▸ **Instrução 1**
Reproduza sem alterações o trecho do texto fornecido que começa nas palavras "A controvérsia debatida" e termina após "de yyy reais?".
▸ **Instrução 2**
De acordo com o texto fornecido, em quais artigos do CPC/2015 está previsto o procedimento que disciplina a exibição de documento ou coisa?

▸ **Texto fornecido**
···

É possível que o juiz imponha, sob pena de multa, que a parte exiba um documento que supostamente está em seu poder e que foi requerido pela parte contrária?


 

Imagine a seguinte situação
hipotética:

João teve seu nome inscrito no
cadastro de inadimplentes por indicação do Banco “X”, que informou ao SERASA
que ele estaria devendo determinada quantia à instituição financeira.

Quando soube da inscrição, João
solicitou do banco, extrajudicialmente, acesso ao contrato que gerou o suposto
débito.

A instituição financeira,
contudo, não apresentou o contrato.

Diante disso, João propôs “ação
autônoma de exibição de documentos” em face do Banco. Na demanda, o autor pediu
a exibição do suposto contrato que originou a dívida.

Afirmou que desconhece a dívida,
e necessita do teor do contrato que deu origem ao débito para tomar as
providências cabíveis.

Apresentado o documento (suposto
contrato), o autor definirá se ajuizará ou não ação de conhecimento. Trata-se,
portanto, de ação autônoma de exibição, sendo medida adequada para o objetivo
buscado.

 

Modalidades do pedido de
exibição

Vale ressaltar que o pedido de
exibição de documentos ou coisas pode ser formulado por intermédio de três
instrumentos processuais distintos:

a) ação autônoma, como no exemplo
acima;

b) ação de produção antecipada da
prova;

c) como incidente processual, ou
seja, quando o documento/coisa for necessário para ser exibido em um processo
que já está em curso.

 

A controvérsia debatida no
processo foi a seguinte: é possível que o juiz imponha, sob pena de multa, que a
parte exiba um documento que supostamente está em seu poder e que foi requerido
pela parte contrária? Em nosso exemplo, o juiz pode exigir que o banco, no
prazo de xx dias, forneça o contrato, sob pena de multa diária de yyy reais?

O STJ respondeu sim, mas desde
que cumpridos os seguintes requisitos:

a) existam nos autos provas que
indiquem ser provável a existência da relação jurídica entre as partes;

b) existam nos autos provas que
indique ser provável a existência do documento ou coisa que se pretende seja
exibido;

c) essas provas da existência da
relação jurídica e da existência do documento ou coisa sejam apuradas em
contraditório prévio;

d) antes de impor a multa, o
magistrado tente conseguir o documento ou coisa por intermédio de busca e
apreensão ou de outra medida coercitiva (a multa é subsidiária).

Vamos entender os argumentos
invocados pelo STJ.

 

Exibição de documento ou coisa

Algumas vezes para que uma lide
seja resolvida, é necessário um documento ou coisa que está em poder de alguém.
Nesses casos, a parte pode pedir ao juiz que determine a essa pessoa a
apresentação desse documento ou coisa.

O procedimento que disciplina
essa apresentação está previsto nos arts. 396 a 404 do CPC/2015.

Confira o que diz o art. 396:

Art. 396. O juiz pode ordenar que a
parte exiba documento ou coisa que se encontre em seu poder.

···

▸ **Registros extraídos**
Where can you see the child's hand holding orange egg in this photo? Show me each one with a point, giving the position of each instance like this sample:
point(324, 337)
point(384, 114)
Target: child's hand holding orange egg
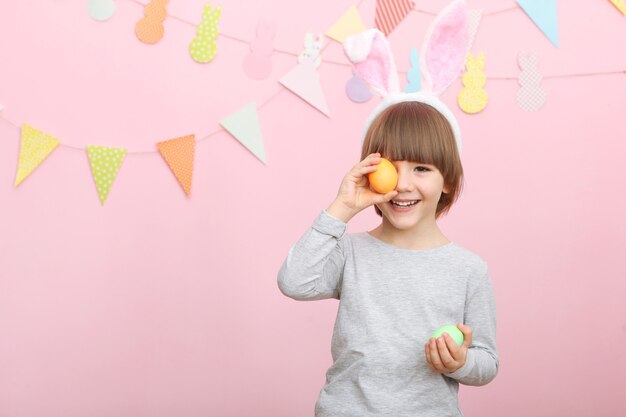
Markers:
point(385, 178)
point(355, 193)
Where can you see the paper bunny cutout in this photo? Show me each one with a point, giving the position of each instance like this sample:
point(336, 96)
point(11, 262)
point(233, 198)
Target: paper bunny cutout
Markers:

···

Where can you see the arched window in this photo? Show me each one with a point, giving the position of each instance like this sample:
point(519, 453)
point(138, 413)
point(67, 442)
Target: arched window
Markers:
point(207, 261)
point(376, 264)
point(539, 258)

···

▸ **Resposta final 1**
A controvérsia debatida no
processo foi a seguinte: é possível que o juiz imponha, sob pena de multa, que a
parte exiba um documento que supostamente está em seu poder e que foi requerido
pela parte contrária? Em nosso exemplo, o juiz pode exigir que o banco, no
prazo de xx dias, forneça o contrato, sob pena de multa diária de yyy reais?

▸ **Resposta final 2**
Nos arts. 396 a 404 do CPC/2015.